━━ TEXT UNDER STUDY ━━
Running and orchestrating large language models (LLMs) on Kubernetes with macOS nodes.
To run and orchestrate LLMs on Kubernetes with macOS nodes, we need the following components:
- Virtual Kubelet: For running
pods
on macOS nodes (forked from virtual-kubelet/cri). - Containerd: For pulling and running Ollama LLM image (forked from containerd/containerd).
- Runm: A lightweight runtime derived from llama.cpp for running LLMs on macOS nodes (source code will be available soon).
- Bronze Willow: CNI Plugin for macOS (source code will be available soon).
This project is inspired by llama.cpp, Ollama and kind.
- A Kubernetes cluster.
- Mac with Apple Silicon chip.
$ make # optional
$ sudo ./bin/demo create
✓ Starting containerd 🚢
✓ Preparing virtual nodes 📦
✓ Creating network 🌐
$ kubectl get nodes
NAME STATUS ROLES AGE VERSION
bj-k8s01 Ready control-plane 214d v1.28.2
bj-k8s02 Ready worker 214d v1.28.2
bj-k8s03 Ready worker 214d v1.28.2
weiqiangt-mba Ready agent 23d v1.15.2-vk-cri-fb9cc09-dev
xiaodong-m1 Ready agent 23d v1.15.2-vk-cri-fb9cc09-dev
After running the above commands, you should see the macOS nodes appear in the output of kubectl get nodes
. In the example above, weiqiangt-mba
and xiaodong-m1
are the macOS nodes.
$ kubectl apply -f k8s/tinyllama.yml
$ kubectl apply -f k8s/mods.yaml
# Retrieve the command for editing config file of mods.
$ echo sed -i \'s/localhost:11434/$(kubectl get svc -o json tinyllama-services | jq '.spec.clusterIP' -r)/g\' '~/.config/mods/mods.yml'
sed -i 's/localhost:11434/198.19.50.27/g' ~/.config/mods/mods.yml
# Copy the output.
$ kubectl exec -it $(kubectl get pods -l app=mods -o jsonpath='{.items[0].metadata.name}') -- bash
root@mods-deployment-77c464f4b8-zn6g5:/# echo "Execute the copied command."
━━━
━━ DATA ━━
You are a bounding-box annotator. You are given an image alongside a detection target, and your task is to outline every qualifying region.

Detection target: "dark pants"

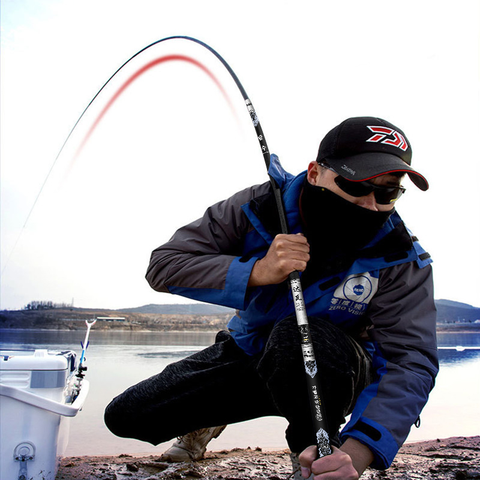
━━━
From the text on running LLMs on Kubernetes with macOS nodes, extract the passage starting with "Running and orchestrating" and going on through "macOS (source code will be available soon).", copied word for word.

# [TASK RESULT]
Running and orchestrating large language models (LLMs) on Kubernetes with macOS nodes.
To run and orchestrate LLMs on Kubernetes with macOS nodes, we need the following components:
- Virtual Kubelet: For running
pods
on macOS nodes (forked from virtual-kubelet/cri). - Containerd: For pulling and running Ollama LLM image (forked from containerd/containerd).
- Runm: A lightweight runtime derived from llama.cpp for running LLMs on macOS nodes (source code will be available soon).
- Bronze Willow: CNI Plugin for macOS (source code will be available soon).